THE EXERCISE | Reproduce all of the lines below without the pictures, keeping their wording intact. Multiply each coordinate in the points listed after the wording by 0.85 and round to whole numbers, with halves rounded up.

Dataset records |
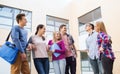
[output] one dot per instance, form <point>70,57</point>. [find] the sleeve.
<point>49,43</point>
<point>72,40</point>
<point>99,40</point>
<point>29,41</point>
<point>15,37</point>
<point>63,49</point>
<point>87,47</point>
<point>105,40</point>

OUTPUT FOR THIS EXERCISE |
[output] one dot per instance, form <point>70,57</point>. [find] the sleeve.
<point>42,37</point>
<point>61,34</point>
<point>84,34</point>
<point>25,35</point>
<point>13,31</point>
<point>54,42</point>
<point>74,40</point>
<point>89,34</point>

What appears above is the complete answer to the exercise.